Pour Hunke, avec d’autres auteurs de sensibilité païenne, pour restaurer ces vertus païennes dans la cité laïque, l’homme doit d’abord abandonner la logique dualiste de l’exclusion religieuse et sociale, « une logique qui a été responsable des extrémismes qui opposent non seulement les individus mais les partis et les peuples et qui, depuis l’Europe, ont répandu dans le monde cette coupure dualiste qui a pris des proportions planétaires » [30]. Pour atteindre ce but ambitieux, l’homme occidental doit d’abord repenser le sens de l’histoire.
La terreur de l’histoire
Les païens modernes nous rappellent que le monothéisme judéo-chrétien a substantiellement altéré l’attitude de l’homme envers l’histoire. En assignant à l’histoire un but spécifique, le judéo-christianisme a dévalué tous les événements passés, sauf ceux qui arborent le signe de la théophanie de Yahvé. Indubitablement, Yahvé admet que l’homme peut avoir une histoire, mais seulement dans la mesure où l’histoire est dotée d’un but assigné, d’un but déterminé, et d’un but spécifique. Si l’homme, cependant, continue à s’accrocher au concept de l’histoire qui évoque la mémoire collective de sa tribu ou de son peuple, il court le risque de provoquer la colère de Yahvé. Pour les juifs, les chrétiens, ainsi que pour les marxistes, l’historicité n’est pas l’essence véritable de l’homme ; l’essence véritable de l’homme est au-delà de l’histoire. On pourrait observer que le concept judéo-chrétien de la fin de l’histoire s’accorde très bien avec les doctrines égalitaires et pacifistes qui s’inspirent elles-mêmes, souvent inconsciemment, du proverbe biblique : « Le loup vivra avec la brebis, et le léopard se couchera au coté du chevreau » (Isaïe, 11 : 6). De Benoist note dans L’éclipse que, à la différence du concept païen de l’histoire qui implique une solidarité organique et des liens communautaires, le concept monothéiste de l’histoire crée des divisions. De même, Yahvé doit interdire les « mélanges » entre le présent et le passé, entre l’homme et le divin, entre Israël et les goyim [31]. Les chrétiens, bien sûr, rejetteront l’exclusivisme juif – comme leur prosélytisme religieux séculaire le démontre amplement –, mais ils conserveront néanmoins leur propre marque d’exclusivisme contre les musulmans « infidèles », les païens, et autres « faux croyants ».

## Exercice court 1:
D'après l'extrait sur la terreur de l'histoire, dans quel ouvrage De Benoist note-t-il que le concept monothéiste de l'histoire crée des divisions ?
## Exercice court 2:
Poursuivez s'il vous plaît l'extrait sur la terreur de l'histoire après sa dernière phrase.
Les items qui viennent ensuite forment un matériau distinct de l'extrait sur la terreur de l'histoire.

## Données fournies:

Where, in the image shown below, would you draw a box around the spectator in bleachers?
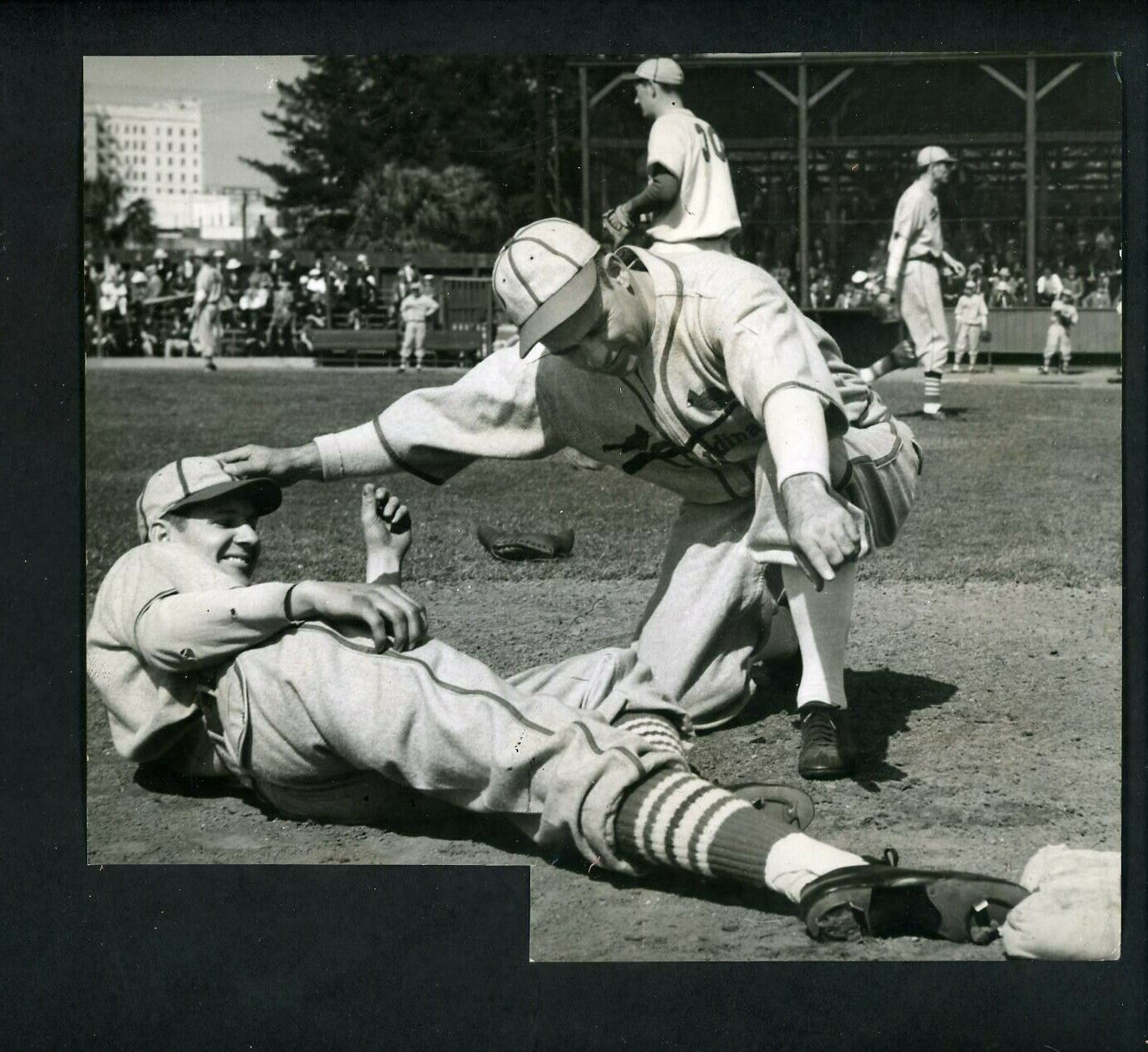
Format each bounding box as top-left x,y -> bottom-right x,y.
1081,274 -> 1112,310
1061,264 -> 1084,302
992,266 -> 1016,307
1037,264 -> 1064,307
398,283 -> 439,373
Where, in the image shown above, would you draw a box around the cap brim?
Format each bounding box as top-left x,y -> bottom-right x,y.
518,259 -> 599,358
160,479 -> 283,518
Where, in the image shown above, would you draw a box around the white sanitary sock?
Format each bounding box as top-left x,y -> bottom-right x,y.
781,562 -> 858,709
766,833 -> 865,903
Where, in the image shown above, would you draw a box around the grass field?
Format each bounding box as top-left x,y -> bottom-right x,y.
86,362 -> 1121,961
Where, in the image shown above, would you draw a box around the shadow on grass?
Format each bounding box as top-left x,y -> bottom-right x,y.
732,661 -> 956,793
897,405 -> 971,422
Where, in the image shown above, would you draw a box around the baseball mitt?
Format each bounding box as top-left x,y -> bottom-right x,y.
476,525 -> 574,562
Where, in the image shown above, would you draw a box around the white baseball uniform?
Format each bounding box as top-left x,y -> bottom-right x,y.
886,179 -> 948,373
647,109 -> 742,253
87,543 -> 685,872
314,249 -> 921,726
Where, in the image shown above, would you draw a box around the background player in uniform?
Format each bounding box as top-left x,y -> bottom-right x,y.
953,278 -> 988,373
1040,289 -> 1081,376
220,219 -> 919,778
190,249 -> 223,373
398,281 -> 439,373
862,145 -> 964,420
605,58 -> 742,254
87,458 -> 1027,941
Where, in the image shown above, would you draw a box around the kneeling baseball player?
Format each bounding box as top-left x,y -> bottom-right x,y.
87,458 -> 1027,941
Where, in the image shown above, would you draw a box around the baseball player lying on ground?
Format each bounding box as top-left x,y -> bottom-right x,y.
87,458 -> 1027,941
219,219 -> 921,778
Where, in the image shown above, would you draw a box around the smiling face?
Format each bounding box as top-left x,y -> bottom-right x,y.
150,494 -> 259,584
542,256 -> 653,376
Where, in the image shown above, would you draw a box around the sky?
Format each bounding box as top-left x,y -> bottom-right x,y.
84,55 -> 307,189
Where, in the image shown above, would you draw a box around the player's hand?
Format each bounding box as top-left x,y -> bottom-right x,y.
290,581 -> 427,651
214,443 -> 323,485
781,474 -> 869,592
359,483 -> 415,584
602,204 -> 633,248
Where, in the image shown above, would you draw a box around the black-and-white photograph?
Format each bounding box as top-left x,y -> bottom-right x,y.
86,49 -> 1125,962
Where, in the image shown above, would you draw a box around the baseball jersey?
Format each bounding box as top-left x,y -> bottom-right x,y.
87,543 -> 292,774
953,292 -> 988,325
195,264 -> 223,302
314,248 -> 889,504
398,292 -> 439,322
1052,299 -> 1081,329
889,179 -> 945,260
647,109 -> 742,241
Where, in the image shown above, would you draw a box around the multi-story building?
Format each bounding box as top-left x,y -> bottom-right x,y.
84,99 -> 203,205
84,99 -> 278,241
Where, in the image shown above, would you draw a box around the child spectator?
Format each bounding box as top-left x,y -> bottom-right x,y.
398,283 -> 439,373
953,278 -> 988,373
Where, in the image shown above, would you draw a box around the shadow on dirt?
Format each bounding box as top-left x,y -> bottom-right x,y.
132,764 -> 534,853
732,662 -> 956,793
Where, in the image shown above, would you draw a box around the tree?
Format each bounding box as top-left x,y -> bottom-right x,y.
346,162 -> 500,253
115,197 -> 155,248
84,175 -> 124,256
246,55 -> 578,249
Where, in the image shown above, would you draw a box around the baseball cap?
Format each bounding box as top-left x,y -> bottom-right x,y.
135,456 -> 283,540
917,145 -> 956,168
490,219 -> 599,358
628,58 -> 685,86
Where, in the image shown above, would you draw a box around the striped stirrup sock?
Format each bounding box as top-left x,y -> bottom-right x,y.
614,712 -> 690,760
614,771 -> 793,888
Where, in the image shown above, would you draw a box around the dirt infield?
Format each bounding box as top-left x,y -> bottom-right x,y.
87,374 -> 1121,961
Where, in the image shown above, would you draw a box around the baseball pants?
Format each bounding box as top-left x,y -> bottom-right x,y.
555,418 -> 921,730
953,322 -> 982,365
202,622 -> 685,872
192,302 -> 220,358
901,259 -> 948,373
650,238 -> 733,259
1045,322 -> 1072,368
398,322 -> 427,365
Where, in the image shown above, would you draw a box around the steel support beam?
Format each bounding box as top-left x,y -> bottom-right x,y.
579,66 -> 594,230
796,62 -> 810,307
1024,58 -> 1037,307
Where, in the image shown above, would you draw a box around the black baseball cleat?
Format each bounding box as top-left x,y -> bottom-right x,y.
722,781 -> 814,832
796,701 -> 854,781
799,864 -> 1028,946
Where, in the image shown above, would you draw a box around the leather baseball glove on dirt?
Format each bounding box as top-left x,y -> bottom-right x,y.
476,525 -> 574,562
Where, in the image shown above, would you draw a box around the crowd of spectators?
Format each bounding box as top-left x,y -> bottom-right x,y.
84,248 -> 447,356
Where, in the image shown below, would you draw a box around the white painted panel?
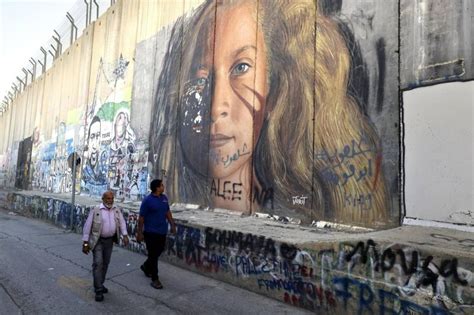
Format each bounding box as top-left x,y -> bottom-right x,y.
403,81 -> 474,224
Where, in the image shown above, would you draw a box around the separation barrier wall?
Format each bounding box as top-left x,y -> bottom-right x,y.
0,0 -> 473,228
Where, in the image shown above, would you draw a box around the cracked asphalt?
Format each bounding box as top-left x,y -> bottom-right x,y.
0,209 -> 307,314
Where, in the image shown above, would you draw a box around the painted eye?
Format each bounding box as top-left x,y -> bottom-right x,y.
232,62 -> 250,75
196,78 -> 207,86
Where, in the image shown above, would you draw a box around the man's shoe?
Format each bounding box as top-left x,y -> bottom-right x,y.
94,286 -> 109,293
150,279 -> 163,289
140,265 -> 151,278
95,292 -> 104,302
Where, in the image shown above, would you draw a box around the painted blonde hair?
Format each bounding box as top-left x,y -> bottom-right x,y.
150,0 -> 390,227
256,0 -> 389,226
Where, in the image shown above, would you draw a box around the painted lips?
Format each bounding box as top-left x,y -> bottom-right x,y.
210,133 -> 233,148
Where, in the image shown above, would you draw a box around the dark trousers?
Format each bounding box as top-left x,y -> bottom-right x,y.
92,237 -> 114,292
143,232 -> 166,281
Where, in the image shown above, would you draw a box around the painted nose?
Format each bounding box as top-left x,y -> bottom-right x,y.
211,74 -> 232,123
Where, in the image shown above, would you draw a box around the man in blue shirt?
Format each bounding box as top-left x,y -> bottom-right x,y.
136,179 -> 176,289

## Résultat final 1:
Dans L'éclipse.

## Résultat final 2:
Contrairement au dogme judéo-chrétien qui affirme que le temps historique part d’un père unique, dans le paganisme européen il n’y a pas de trace d’un commencement du temps ; au contraire, le temps historique est vu comme un perpétuel recommencement, l’« éternel retour » émanant de pères multiples et différents. Dans la cosmogonie païenne, comme l’écrit de Benoist, le temps est le reflet d’une conception de l’histoire non-linéaire ou sphérique, une conception dans laquelle le passé, le présent et le futur ne sont pas perçus comme des tranches de temps cosmique irrévocablement coupées l’une de l’autre, ou se suivant l’une l’autre sur la même ligne. Au contraire, le présent, le passé et le futur sont perçus comme des dimensions de la réalité (L’éclipse, p. 131). Dans la cosmogonie païenne, il incombe à chaque peuple de s’assigner à lui-même un rôle dans l’histoire, ce qui signifie en pratique qu’il ne peut y avoir de peuple auto-désigné occupant la scène centrale de l’histoire. Et de même qu’il est erroné de parler d’une vérité unique, il est également faux de maintenir que toute l’humanité doit suivre une même et unique direction historique, comme cela est proposé par l’universalisme judéo-chrétien et sa retombée séculière de la « démocratie mondiale ».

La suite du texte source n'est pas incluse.